start Extracted text

No it’s not, and no it doesn’t.
None of these amendments represents either new restrictions on industry or a breach of the bright line that distinguishes people and animals under the law. A close reading confirms that rules are merely an updated codification of the expectations already in place for anyone who owns a domesticated animal.
For example, the new amendments “require owners of animals, and persons in charge of animals, to attend properly to the welfare of those animals,” which means, according to the exact statutory language, that they must “provide proper and sufficient food proper and sufficient water.”
That hardly constitutes some sort of legal breakthrough.
A troubling side issue
There is, however, one troubling aspect of the amended law, and that is contained in the blanket ban on the use of animals to ensure the safety of health and beauty products. According to one of the amendments, “A person must not use an animal in any research, testing, or teaching that is for the purpose of developing, making or testing a cosmetic; however, it is not necessary for the prosecution to prove that the defendant intended to commit the offense.”

end Extracted text

Problems to solve
**A.** What aspect of the amended law does the animal welfare law excerpt call troubling?
**B.** Return the passage of the animal welfare law excerpt from "For example, the" up to and including "of legal breakthrough.".
**C.** Summarize the animal welfare law excerpt in two sentences.

start Listing

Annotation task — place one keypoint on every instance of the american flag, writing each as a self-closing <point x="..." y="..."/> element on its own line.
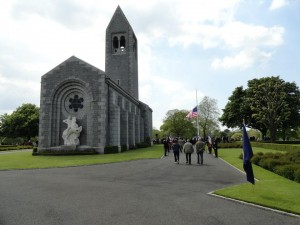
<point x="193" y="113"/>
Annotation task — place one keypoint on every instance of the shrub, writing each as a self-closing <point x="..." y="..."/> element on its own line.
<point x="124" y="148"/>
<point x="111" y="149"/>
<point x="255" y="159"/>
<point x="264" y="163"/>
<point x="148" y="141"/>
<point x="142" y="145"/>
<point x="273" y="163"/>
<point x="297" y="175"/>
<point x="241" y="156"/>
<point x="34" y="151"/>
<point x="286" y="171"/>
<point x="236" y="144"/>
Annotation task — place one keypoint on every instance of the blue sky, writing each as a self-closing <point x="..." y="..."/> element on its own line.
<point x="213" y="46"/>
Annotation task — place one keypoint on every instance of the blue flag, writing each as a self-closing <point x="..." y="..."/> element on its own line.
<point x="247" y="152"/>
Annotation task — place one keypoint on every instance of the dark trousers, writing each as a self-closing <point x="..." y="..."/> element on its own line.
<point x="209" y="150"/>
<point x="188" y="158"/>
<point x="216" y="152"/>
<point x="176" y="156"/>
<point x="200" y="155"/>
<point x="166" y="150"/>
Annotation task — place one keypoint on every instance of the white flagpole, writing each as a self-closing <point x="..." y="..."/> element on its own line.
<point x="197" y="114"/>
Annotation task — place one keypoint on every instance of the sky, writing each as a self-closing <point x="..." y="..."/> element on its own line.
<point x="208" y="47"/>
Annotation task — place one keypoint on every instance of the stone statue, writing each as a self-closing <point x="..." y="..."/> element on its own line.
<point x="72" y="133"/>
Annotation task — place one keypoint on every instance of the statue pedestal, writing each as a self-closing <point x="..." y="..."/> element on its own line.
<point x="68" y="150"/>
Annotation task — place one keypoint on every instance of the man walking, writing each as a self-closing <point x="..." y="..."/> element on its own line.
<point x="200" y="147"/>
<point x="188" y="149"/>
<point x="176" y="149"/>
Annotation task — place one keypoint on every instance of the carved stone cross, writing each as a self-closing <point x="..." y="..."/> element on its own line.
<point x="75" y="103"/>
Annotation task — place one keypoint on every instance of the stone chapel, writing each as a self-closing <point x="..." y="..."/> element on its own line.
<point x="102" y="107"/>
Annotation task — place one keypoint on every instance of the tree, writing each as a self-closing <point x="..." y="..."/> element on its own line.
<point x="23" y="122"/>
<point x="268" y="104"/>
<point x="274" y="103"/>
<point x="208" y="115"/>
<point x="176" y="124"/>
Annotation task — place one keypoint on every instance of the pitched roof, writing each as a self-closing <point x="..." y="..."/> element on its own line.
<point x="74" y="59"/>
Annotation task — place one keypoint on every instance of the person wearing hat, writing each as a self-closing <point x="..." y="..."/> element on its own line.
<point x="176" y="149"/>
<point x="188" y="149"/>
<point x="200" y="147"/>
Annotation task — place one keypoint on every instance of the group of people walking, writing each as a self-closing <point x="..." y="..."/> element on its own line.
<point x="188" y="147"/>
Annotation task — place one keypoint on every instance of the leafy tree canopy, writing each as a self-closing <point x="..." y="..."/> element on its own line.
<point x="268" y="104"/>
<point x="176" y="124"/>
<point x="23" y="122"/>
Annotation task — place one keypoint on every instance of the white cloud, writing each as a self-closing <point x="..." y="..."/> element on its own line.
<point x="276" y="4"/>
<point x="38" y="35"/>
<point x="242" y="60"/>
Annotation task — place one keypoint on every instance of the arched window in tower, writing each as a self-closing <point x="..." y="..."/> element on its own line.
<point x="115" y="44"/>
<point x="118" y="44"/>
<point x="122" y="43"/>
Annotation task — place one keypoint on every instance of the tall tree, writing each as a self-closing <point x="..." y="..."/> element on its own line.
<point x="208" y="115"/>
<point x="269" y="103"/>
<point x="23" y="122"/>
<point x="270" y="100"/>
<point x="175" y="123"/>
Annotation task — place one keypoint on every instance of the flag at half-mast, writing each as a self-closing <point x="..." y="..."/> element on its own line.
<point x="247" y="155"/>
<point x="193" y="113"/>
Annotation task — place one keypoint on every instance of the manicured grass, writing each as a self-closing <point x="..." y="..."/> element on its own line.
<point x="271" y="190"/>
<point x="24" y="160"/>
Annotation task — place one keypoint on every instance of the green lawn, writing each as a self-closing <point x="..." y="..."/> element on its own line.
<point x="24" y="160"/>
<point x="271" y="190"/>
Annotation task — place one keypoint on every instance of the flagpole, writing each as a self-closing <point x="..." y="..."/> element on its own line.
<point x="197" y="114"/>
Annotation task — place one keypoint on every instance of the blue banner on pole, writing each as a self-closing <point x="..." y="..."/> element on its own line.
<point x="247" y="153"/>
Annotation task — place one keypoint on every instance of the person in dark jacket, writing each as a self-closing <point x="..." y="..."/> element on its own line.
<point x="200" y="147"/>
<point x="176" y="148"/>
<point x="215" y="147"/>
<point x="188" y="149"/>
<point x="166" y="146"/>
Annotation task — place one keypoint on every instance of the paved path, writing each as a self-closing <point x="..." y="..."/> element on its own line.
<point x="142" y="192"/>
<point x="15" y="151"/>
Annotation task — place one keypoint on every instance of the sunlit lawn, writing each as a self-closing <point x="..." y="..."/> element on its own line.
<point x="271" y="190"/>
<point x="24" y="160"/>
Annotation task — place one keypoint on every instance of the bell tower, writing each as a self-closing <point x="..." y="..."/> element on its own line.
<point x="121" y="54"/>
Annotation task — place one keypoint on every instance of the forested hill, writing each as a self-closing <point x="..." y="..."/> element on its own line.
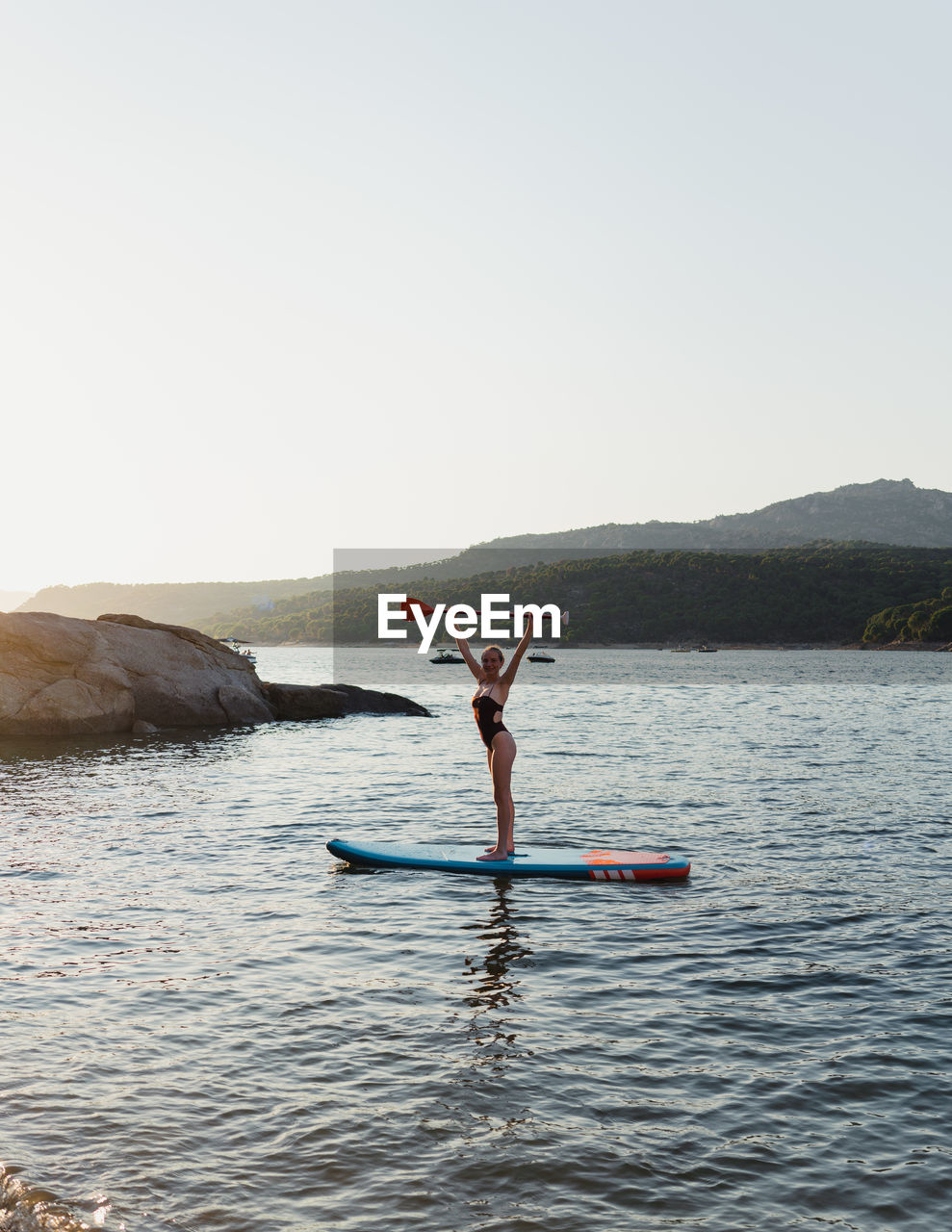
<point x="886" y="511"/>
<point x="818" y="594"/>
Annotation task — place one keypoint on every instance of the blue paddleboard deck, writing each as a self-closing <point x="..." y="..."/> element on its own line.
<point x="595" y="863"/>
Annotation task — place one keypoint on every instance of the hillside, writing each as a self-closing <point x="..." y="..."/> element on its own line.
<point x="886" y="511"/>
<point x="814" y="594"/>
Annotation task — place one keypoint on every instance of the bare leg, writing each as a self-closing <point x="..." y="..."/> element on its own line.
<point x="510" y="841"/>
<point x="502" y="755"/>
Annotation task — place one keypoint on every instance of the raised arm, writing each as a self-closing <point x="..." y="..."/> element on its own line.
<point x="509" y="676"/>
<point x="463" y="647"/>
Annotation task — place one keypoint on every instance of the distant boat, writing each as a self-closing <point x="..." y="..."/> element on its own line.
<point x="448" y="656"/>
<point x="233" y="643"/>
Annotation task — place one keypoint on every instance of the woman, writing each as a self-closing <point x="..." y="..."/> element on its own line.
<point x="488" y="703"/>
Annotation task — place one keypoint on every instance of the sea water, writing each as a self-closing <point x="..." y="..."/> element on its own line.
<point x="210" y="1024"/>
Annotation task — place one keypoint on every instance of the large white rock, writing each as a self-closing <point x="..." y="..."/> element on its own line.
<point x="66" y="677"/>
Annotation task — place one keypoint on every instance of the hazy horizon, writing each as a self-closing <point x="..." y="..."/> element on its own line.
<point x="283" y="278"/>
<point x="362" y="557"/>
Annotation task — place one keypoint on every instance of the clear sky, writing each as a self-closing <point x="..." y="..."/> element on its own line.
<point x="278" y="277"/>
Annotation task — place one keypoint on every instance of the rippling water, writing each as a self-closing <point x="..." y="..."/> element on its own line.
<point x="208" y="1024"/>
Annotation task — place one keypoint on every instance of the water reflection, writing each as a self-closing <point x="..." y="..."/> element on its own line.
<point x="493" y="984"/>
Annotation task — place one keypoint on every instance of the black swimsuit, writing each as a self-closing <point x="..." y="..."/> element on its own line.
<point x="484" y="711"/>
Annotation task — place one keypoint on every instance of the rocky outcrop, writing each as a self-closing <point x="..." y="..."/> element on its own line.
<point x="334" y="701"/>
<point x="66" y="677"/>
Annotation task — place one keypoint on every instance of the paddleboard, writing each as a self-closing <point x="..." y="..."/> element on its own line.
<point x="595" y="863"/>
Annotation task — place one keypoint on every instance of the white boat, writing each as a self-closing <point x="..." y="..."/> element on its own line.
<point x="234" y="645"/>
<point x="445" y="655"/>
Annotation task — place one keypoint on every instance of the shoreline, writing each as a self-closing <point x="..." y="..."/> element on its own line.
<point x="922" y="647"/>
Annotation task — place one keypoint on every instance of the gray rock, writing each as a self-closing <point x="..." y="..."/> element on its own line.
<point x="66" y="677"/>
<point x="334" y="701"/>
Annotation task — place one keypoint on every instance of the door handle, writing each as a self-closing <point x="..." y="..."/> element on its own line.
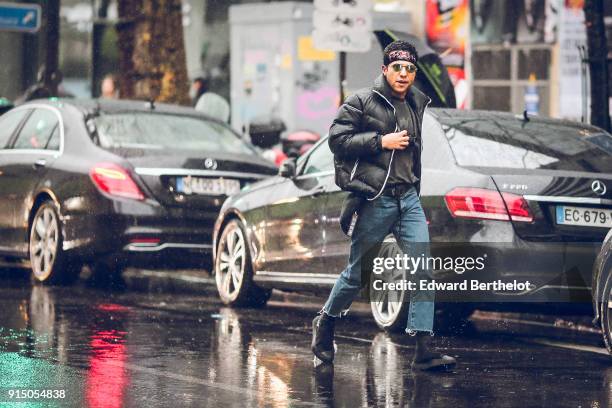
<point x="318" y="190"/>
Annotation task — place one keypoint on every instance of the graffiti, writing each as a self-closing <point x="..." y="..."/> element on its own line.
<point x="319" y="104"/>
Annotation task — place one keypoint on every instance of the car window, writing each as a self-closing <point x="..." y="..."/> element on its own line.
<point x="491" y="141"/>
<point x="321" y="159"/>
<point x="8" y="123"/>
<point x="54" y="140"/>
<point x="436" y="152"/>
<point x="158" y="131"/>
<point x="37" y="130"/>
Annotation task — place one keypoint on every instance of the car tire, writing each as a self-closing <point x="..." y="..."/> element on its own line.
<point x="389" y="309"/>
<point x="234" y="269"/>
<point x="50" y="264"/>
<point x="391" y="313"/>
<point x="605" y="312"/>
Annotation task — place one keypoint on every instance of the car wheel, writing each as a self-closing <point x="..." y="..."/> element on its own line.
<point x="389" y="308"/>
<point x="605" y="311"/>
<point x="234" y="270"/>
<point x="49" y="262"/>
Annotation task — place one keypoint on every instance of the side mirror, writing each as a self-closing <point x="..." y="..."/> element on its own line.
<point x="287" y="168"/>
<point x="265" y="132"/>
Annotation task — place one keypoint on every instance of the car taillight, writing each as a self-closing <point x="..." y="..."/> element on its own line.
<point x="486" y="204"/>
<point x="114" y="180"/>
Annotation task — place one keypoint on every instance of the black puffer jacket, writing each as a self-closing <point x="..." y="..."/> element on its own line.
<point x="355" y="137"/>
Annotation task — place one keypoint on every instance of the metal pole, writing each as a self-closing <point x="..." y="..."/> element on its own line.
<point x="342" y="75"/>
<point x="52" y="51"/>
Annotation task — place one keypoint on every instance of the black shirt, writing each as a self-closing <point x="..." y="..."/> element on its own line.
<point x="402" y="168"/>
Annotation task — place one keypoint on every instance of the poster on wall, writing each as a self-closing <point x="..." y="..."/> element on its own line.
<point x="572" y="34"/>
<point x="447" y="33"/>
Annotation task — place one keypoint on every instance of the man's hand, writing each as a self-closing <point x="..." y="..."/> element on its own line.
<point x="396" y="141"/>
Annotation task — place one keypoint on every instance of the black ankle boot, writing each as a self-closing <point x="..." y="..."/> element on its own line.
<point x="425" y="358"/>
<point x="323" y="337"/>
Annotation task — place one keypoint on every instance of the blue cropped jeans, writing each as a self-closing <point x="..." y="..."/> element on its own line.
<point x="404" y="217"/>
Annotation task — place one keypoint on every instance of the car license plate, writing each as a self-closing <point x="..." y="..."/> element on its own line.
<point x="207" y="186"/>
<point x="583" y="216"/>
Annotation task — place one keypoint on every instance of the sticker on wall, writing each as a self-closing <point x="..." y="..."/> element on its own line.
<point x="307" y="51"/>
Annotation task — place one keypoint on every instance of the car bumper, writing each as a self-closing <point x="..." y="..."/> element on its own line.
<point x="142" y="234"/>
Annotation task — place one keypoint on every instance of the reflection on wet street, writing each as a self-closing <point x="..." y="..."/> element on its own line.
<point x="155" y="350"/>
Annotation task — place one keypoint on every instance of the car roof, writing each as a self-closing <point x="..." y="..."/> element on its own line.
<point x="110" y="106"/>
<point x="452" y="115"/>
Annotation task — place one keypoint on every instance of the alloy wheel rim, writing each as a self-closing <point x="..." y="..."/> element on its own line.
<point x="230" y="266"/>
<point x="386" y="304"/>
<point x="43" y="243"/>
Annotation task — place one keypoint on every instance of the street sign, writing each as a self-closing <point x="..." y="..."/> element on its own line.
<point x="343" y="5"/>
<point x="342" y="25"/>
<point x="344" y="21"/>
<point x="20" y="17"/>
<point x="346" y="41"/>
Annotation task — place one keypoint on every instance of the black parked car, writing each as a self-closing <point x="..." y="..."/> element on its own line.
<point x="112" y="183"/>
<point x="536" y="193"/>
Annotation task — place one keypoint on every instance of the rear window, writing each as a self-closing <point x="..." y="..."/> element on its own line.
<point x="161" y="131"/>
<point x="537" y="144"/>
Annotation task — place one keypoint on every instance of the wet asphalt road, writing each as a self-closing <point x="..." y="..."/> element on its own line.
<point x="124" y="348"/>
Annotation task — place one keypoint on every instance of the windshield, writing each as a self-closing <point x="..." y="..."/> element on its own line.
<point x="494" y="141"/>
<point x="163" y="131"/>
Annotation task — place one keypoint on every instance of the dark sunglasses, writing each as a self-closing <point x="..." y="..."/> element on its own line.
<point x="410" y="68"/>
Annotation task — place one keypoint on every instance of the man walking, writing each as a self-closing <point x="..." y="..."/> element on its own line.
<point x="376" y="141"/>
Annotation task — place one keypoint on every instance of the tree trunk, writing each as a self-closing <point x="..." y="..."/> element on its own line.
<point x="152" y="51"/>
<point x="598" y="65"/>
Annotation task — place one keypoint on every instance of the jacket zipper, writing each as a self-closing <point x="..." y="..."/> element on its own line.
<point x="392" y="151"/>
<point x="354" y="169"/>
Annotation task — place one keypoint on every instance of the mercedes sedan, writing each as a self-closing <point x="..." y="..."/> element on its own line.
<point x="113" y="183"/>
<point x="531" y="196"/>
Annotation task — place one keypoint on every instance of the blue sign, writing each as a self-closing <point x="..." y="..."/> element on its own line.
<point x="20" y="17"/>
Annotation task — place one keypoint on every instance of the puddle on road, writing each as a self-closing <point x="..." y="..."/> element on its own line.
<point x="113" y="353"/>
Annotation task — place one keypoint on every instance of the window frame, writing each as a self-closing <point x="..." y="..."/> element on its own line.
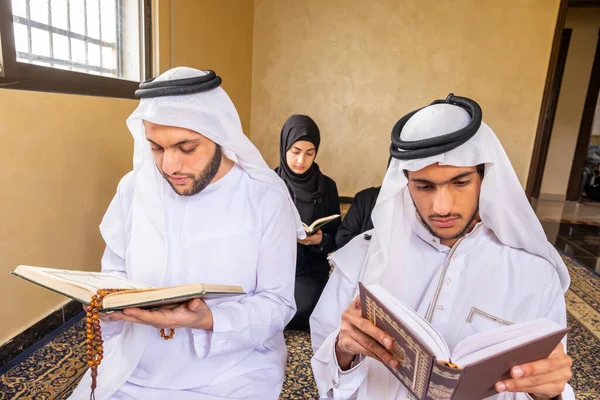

end Listing

Solutions below
**A.** The blanket ban on the use of animals to ensure the safety of health and beauty products.

**B.**
For example, the new amendments “require owners of animals, and persons in charge of animals, to attend properly to the welfare of those animals,” which means, according to the exact statutory language, that they must “provide proper and sufficient food proper and sufficient water.”
That hardly constitutes some sort of legal breakthrough.

**C.** The amendments neither impose new restrictions on industry nor breach the legal line between people and animals; they merely codify existing expectations for owners of domesticated animals, such as providing proper and sufficient food and water. One aspect is troubling, though: a blanket ban on using animals in any research, testing, or teaching for developing, making, or testing a cosmetic.